Exercise directions: When the word "hood" appears in a line of the data below, list that line.

++++ Data for analysis ++++

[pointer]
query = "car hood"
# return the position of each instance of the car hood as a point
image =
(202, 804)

++++
++++ Data for analysis ++++

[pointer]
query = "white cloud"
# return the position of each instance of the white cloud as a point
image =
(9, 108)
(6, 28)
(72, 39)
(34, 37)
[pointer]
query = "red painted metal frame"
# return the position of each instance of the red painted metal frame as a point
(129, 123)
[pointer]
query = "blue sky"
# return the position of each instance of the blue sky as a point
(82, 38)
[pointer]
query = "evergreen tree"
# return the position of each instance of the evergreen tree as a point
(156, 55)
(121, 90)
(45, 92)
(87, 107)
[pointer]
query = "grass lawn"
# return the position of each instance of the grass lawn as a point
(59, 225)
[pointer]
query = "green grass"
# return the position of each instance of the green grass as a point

++++
++++ Data for analysis ++++

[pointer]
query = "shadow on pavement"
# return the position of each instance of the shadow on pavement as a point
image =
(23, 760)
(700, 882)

++++

Reply:
query = "car hood"
# return the position of each instance of the car hood as a point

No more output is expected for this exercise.